=== REQUIRED WORK ===
Nothing but the lines from the one with "the green shirt." to the final line should be returned, each exactly as it appears.
** Begin **
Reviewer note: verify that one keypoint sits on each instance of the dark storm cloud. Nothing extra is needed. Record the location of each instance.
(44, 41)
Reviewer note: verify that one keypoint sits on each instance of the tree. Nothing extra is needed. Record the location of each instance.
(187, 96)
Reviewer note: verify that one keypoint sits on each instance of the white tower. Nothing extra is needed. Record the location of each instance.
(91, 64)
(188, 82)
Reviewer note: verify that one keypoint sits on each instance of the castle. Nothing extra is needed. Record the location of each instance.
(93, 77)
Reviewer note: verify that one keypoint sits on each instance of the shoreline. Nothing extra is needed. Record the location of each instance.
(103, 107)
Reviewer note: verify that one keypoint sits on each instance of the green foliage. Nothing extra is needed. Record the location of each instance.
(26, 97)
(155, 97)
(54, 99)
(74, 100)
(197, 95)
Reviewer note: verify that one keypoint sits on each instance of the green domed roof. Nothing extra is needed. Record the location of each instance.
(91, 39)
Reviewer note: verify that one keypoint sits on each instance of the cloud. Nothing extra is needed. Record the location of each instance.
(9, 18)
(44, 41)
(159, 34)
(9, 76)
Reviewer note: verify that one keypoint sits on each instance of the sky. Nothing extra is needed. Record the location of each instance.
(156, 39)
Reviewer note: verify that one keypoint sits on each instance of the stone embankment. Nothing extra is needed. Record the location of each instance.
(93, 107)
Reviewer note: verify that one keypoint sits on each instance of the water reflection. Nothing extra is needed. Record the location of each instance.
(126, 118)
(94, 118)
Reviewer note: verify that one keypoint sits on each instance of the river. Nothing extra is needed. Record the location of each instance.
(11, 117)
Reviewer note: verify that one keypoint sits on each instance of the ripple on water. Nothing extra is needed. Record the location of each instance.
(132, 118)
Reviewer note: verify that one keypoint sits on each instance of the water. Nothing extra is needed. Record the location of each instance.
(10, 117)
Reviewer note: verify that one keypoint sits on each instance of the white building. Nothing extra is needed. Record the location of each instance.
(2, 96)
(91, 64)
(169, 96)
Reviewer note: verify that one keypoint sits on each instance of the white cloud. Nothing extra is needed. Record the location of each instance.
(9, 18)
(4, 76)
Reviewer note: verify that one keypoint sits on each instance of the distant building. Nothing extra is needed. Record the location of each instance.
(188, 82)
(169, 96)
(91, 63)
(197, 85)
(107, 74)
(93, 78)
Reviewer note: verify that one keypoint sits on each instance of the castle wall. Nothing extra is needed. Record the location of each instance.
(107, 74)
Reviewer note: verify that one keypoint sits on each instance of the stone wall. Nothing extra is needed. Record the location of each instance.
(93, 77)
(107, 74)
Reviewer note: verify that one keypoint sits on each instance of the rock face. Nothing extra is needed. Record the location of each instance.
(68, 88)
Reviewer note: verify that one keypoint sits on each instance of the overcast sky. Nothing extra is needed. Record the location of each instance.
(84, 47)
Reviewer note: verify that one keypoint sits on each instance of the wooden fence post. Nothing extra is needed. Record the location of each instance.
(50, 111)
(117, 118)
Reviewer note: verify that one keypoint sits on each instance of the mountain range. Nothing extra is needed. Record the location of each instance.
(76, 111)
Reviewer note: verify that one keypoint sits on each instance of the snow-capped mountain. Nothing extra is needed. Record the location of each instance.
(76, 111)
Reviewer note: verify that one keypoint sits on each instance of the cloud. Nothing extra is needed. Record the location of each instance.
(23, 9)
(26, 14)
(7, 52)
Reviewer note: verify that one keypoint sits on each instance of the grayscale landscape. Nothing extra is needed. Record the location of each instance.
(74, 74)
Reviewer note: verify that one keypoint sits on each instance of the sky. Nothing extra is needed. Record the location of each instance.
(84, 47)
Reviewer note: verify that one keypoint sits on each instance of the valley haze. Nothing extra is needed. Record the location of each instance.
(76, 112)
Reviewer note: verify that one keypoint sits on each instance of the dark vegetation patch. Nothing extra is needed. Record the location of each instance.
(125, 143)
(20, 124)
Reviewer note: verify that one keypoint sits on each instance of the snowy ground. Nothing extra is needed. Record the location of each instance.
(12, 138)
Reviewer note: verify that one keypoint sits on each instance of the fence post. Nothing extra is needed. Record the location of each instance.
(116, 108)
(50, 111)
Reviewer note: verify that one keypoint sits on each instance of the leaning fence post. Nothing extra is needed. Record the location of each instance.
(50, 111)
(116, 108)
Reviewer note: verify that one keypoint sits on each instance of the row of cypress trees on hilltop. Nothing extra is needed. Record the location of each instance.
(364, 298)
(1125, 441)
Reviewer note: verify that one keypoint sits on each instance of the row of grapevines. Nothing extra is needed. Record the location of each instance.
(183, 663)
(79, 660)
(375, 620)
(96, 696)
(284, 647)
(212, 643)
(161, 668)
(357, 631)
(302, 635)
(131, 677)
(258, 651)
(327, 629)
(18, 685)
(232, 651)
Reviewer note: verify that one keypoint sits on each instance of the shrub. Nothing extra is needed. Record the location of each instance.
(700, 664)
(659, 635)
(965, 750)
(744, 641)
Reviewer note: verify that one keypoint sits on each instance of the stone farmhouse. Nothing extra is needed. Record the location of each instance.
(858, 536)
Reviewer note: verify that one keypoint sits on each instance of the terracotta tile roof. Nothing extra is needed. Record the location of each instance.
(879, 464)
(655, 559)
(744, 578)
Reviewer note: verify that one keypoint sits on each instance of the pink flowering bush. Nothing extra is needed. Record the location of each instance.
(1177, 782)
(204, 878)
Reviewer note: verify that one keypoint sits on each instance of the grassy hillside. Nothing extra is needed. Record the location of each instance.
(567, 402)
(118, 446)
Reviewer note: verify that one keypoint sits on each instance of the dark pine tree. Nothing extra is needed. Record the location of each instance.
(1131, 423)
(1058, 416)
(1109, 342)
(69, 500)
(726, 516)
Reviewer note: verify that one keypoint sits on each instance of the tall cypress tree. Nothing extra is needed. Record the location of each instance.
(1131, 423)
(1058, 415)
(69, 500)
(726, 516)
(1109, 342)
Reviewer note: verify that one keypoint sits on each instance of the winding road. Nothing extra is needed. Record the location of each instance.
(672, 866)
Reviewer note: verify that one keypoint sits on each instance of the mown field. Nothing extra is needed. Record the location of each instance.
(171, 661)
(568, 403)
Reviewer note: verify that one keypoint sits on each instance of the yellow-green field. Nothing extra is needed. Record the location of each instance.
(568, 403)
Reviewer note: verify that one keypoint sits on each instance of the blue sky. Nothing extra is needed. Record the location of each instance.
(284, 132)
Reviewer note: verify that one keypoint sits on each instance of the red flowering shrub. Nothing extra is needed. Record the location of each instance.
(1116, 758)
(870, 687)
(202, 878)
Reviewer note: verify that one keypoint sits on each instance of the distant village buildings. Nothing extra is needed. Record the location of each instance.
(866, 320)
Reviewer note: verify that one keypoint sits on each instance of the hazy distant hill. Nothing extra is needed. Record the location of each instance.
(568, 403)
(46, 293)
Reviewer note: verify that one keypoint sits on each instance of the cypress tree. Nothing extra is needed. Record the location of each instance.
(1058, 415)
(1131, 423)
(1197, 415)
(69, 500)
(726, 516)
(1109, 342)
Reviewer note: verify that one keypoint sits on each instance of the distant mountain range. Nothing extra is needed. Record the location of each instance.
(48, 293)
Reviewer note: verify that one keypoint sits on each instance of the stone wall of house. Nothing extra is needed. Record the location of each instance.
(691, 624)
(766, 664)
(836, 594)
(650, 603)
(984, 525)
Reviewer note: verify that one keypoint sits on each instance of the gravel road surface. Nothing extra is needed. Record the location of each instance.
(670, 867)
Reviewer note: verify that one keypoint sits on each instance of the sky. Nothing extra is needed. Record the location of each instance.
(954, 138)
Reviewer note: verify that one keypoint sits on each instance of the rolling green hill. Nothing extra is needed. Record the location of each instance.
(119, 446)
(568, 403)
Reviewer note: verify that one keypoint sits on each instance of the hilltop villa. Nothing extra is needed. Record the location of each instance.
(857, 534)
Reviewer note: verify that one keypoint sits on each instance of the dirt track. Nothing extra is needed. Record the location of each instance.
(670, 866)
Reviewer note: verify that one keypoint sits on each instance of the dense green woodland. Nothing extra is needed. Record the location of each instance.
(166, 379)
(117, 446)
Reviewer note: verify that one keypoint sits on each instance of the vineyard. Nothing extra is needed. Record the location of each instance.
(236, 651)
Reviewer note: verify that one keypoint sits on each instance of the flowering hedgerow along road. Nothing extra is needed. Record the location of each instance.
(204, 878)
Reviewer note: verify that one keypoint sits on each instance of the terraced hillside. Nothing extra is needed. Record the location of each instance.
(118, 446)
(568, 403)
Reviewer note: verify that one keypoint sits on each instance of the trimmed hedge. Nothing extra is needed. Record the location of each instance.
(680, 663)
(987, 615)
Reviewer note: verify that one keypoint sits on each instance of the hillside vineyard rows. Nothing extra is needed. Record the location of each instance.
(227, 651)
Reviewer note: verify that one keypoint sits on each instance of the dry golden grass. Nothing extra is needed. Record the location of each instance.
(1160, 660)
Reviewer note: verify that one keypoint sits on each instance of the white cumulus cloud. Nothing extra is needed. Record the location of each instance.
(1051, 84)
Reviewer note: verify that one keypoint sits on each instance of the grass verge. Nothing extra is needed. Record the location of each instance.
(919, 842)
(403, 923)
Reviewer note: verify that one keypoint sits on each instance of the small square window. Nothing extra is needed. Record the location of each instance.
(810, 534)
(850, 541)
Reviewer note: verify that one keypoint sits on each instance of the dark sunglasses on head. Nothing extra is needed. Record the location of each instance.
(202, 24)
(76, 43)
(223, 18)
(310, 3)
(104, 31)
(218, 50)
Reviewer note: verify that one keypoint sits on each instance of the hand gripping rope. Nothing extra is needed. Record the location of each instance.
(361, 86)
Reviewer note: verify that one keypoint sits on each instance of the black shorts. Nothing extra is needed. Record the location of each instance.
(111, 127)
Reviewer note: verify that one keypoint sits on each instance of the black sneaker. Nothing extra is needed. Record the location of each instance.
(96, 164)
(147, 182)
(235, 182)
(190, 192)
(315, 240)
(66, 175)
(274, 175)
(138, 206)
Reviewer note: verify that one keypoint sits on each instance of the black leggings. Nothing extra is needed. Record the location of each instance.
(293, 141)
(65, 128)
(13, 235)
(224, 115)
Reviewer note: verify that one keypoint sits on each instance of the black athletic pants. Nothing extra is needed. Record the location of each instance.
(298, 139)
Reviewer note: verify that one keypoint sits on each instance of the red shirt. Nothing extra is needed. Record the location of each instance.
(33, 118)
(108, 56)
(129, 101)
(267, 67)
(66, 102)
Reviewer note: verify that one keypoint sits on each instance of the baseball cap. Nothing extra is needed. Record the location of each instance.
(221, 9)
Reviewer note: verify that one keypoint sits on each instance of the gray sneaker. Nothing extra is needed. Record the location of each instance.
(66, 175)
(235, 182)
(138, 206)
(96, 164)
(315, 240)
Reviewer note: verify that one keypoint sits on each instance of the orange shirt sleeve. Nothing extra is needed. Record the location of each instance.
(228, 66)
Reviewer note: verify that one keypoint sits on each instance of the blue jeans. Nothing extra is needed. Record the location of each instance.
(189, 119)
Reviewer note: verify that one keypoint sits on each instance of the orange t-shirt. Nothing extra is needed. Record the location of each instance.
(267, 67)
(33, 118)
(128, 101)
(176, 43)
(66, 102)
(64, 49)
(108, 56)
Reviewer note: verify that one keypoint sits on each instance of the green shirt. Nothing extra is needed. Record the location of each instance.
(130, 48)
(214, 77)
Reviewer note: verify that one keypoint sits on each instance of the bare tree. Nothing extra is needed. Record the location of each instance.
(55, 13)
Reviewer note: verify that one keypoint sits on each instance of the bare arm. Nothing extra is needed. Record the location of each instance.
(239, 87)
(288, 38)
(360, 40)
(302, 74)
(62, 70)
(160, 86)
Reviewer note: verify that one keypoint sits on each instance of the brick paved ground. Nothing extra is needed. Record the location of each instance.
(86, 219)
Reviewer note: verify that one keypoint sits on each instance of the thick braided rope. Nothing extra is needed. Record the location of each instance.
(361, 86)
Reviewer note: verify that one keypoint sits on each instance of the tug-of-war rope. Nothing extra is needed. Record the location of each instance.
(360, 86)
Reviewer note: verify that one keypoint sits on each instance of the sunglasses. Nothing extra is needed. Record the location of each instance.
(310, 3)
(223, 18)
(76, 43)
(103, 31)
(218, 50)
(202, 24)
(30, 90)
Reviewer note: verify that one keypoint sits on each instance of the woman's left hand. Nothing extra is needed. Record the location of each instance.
** End **
=== FULL OUTPUT ===
Reviewer note: verify that one keypoint sits on each instance of the green shirt. Nothing extra is needed. Record the location of each instance.
(130, 48)
(214, 77)
Reviewer note: verify that one keypoint sits on each instance of the bare tree. Nothing extra is needed. Record the location of each instance.
(55, 13)
Reviewer note: verify that one keypoint sits on each instance of the bare arm. Nothing extra is needed. Record the location of each instance.
(239, 87)
(288, 38)
(360, 40)
(302, 74)
(62, 70)
(160, 86)
Reviewer note: verify that one keypoint sits on each instance of the brick paved ground. Nothing extra is needed. Record the location of each instance.
(86, 219)
Reviewer note: verify that one keypoint sits on each instance of the thick braided rope. Nothing extra is needed. Record the location of each instance.
(361, 86)
Reviewer note: verify that one keypoint sits on each instance of the tug-of-war rope. Nothing extra is needed. Record the location of each instance.
(360, 86)
Reviewer note: verify that one keypoint sits on each instance of the sunglasses. Nothing extra is needed. Record the location of each instance.
(310, 3)
(223, 18)
(76, 43)
(103, 31)
(218, 50)
(202, 24)
(30, 90)
Reviewer note: verify that one keypoint sits on each instance of the woman's left hand. Nothing extra is needed. Record the location of each instance.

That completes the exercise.